'''

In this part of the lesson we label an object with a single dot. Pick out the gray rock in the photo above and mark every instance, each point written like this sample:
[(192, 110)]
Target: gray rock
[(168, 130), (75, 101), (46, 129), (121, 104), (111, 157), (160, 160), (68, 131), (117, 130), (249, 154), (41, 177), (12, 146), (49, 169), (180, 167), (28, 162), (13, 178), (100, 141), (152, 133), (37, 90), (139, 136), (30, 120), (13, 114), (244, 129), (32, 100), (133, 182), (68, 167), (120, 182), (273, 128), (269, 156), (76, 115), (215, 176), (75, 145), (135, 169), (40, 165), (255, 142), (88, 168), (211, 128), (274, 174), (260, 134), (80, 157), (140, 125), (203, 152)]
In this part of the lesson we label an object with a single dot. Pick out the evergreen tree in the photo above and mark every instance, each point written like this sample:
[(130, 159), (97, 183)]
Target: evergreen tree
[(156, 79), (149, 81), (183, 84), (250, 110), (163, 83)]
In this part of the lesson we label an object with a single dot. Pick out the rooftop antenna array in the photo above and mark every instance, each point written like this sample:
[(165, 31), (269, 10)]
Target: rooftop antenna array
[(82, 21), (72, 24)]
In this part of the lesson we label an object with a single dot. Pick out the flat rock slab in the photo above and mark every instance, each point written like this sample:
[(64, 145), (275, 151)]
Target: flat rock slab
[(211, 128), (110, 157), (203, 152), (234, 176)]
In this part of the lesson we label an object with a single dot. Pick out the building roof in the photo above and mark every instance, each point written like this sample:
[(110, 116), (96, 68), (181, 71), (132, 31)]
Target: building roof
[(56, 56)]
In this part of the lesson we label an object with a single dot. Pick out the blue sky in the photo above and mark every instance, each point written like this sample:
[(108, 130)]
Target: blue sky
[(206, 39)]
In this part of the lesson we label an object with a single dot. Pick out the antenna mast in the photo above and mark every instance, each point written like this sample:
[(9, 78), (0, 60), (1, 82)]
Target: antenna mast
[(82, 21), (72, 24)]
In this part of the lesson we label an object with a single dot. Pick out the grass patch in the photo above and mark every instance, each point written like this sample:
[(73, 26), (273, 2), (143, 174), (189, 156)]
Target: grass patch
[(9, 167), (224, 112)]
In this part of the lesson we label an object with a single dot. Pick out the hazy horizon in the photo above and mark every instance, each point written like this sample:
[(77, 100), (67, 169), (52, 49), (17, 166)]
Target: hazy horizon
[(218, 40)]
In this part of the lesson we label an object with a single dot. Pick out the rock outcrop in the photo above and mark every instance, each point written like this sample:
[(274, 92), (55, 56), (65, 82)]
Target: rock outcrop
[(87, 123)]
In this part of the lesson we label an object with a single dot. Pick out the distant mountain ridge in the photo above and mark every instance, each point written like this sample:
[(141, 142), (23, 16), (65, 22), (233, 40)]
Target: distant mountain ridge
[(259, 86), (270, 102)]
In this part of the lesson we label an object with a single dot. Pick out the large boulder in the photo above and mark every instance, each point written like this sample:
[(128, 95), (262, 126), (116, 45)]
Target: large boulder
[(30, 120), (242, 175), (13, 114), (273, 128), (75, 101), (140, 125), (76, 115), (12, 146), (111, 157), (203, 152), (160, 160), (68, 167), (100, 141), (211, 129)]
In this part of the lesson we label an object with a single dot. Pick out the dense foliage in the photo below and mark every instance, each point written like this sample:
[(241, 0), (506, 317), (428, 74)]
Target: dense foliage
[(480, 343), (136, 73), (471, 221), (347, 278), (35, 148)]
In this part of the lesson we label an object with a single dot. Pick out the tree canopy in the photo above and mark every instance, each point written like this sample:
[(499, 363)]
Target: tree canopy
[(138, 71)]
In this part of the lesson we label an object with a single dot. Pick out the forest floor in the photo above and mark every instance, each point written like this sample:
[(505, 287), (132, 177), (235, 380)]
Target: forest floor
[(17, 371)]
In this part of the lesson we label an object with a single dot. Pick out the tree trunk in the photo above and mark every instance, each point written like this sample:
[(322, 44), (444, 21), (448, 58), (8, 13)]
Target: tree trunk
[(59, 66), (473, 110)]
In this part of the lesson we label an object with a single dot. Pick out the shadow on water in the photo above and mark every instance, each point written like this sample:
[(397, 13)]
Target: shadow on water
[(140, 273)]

'''

GOAL: Rewrite all of the records above as a Markdown table with two columns, Row and Text, putting each line in its own numbered row and omitting blank lines.

EXERCISE OUTPUT:
| Row | Text |
|---|---|
| 1 | In this part of the lesson we label an object with a single dot. Pick out the gray rock in the photo above and mark every instance, each point written like this sample: |
| 2 | [(192, 110)] |
| 3 | Target: gray rock |
| 4 | [(168, 130), (75, 101), (46, 129), (121, 104), (111, 157), (160, 160), (68, 131), (117, 130), (249, 154), (41, 177), (12, 146), (49, 169), (180, 167), (28, 162), (13, 178), (100, 141), (152, 133), (37, 90), (139, 136), (30, 120), (13, 114), (244, 129), (32, 100), (133, 182), (68, 167), (120, 182), (273, 128), (269, 156), (76, 115), (215, 176), (75, 145), (135, 169), (40, 165), (255, 142), (88, 168), (211, 128), (274, 174), (260, 134), (80, 157), (140, 125), (203, 152)] |
| 5 | In this part of the lesson we label an object with a single dot. Pick out the evergreen tree in the photo above and mark every instance, each point written like this sample: |
| 6 | [(130, 159), (97, 183)] |
| 7 | Target: evergreen tree |
| 8 | [(156, 79), (149, 81), (183, 84), (250, 110), (163, 83)] |
| 9 | In this part of the lesson we label an object with a single dot. Pick out the rooftop antenna array in the photo above and mark every instance, each point written like this sample: |
| 10 | [(165, 31), (269, 10)] |
| 11 | Target: rooftop antenna array |
| 12 | [(82, 21), (72, 24)] |
| 13 | In this part of the lesson we label an object with a single dot. Pick out the flat rock slab in the photo above and mark every instance, each point written like this sample: |
| 14 | [(64, 145), (275, 151)] |
| 15 | Target: flat rock slab |
| 16 | [(211, 128), (110, 157), (203, 152), (234, 176)] |
| 17 | In this part of the lesson we label an object with a single dot. Pick out the building roof in the photo above and mark every instance, each point written like this sample: |
| 18 | [(110, 116), (96, 68), (181, 71), (132, 31)] |
| 19 | Target: building roof |
| 20 | [(56, 56)] |
| 21 | In this part of the lesson we label an object with a single dot. Pick out the blue sky in the photo above and mark every instance, each point written like this sample: |
| 22 | [(108, 130)] |
| 23 | Target: blue sky |
| 24 | [(206, 39)] |
| 25 | In this part of the lesson we label an object with a single dot. Pick out the antenna mast in the photo above and mark every instance, each point written like this sample: |
| 26 | [(9, 78), (0, 60), (1, 82)] |
| 27 | Target: antenna mast |
| 28 | [(82, 21), (72, 24)] |
| 29 | In this part of the lesson we label an object with a single dot. Pick out the grass patch in the photo above and mark every instance, each point written like this sample: |
| 30 | [(73, 26), (273, 2), (143, 174), (189, 156)] |
| 31 | Target: grass patch |
| 32 | [(9, 167), (224, 112)] |
| 33 | In this part of the lesson we label an object with a single dot. Pick out the hazy horizon in the photo above and mark every instance, each point written like this sample: |
| 34 | [(77, 100), (67, 169), (52, 49), (17, 166)] |
| 35 | Target: hazy horizon |
| 36 | [(218, 40)] |
| 37 | In this part of the lesson we label an object with a single dot. Pick out the rock outcrop in the photo above and mark every instance, each point written like this sample: |
| 38 | [(274, 92), (55, 56), (65, 82)] |
| 39 | Target: rock outcrop |
| 40 | [(87, 123)] |
| 41 | In this part of the lesson we label an object with a single dot. Pick out the distant mountain ridge in the photo above and mark every instance, each point written like this sample: |
| 42 | [(141, 142), (23, 16), (65, 22), (233, 40)] |
| 43 | Target: distant mountain ridge |
| 44 | [(259, 86), (270, 102)] |
| 45 | In this part of the lesson we label an object with a single dot. Pick out the large boulder in the photo above and mark every instance, each point written like this sample: |
| 46 | [(128, 95), (262, 126), (116, 45)] |
| 47 | Target: large boulder |
| 48 | [(30, 120), (242, 175), (13, 114), (273, 128), (75, 101), (140, 125), (76, 115), (12, 146), (111, 157), (203, 152), (160, 160), (68, 167), (100, 141), (211, 129)] |
| 49 | In this part of the lesson we label an object with a single dot. Pick out the dense foliage in the photo below and mark every instance, each point written like this sample: |
| 50 | [(241, 0), (506, 317), (428, 74)] |
| 51 | Target: dense foliage |
| 52 | [(480, 343), (136, 73), (471, 221), (347, 278), (35, 148)] |
| 53 | In this part of the lesson we label an object with a single dot. Pick out the tree canopy in the photo above and mark every instance, each point written like this sample: |
| 54 | [(499, 363)] |
| 55 | Target: tree canopy |
| 56 | [(138, 71)] |
| 57 | In this part of the lesson we label an object with a single dot. Pick out the forest floor in the photo above and mark every instance, each point written like this sample: |
| 58 | [(505, 287), (132, 177), (235, 380)] |
| 59 | Target: forest floor |
| 60 | [(17, 371)] |
| 61 | In this part of the lesson we label an object with a single dot. Pick out the tree trunk in the photo above and mark every instance, each point written like this sample: |
| 62 | [(322, 44), (444, 21), (448, 58), (8, 13)] |
| 63 | Target: tree trunk |
| 64 | [(59, 66), (473, 110)] |
| 65 | In this part of the lesson we label an object with a single dot. Pick out the shadow on water in the photo above and mark every instance, each point written like this sample: |
| 66 | [(397, 13)] |
| 67 | Target: shadow on water |
| 68 | [(140, 273)] |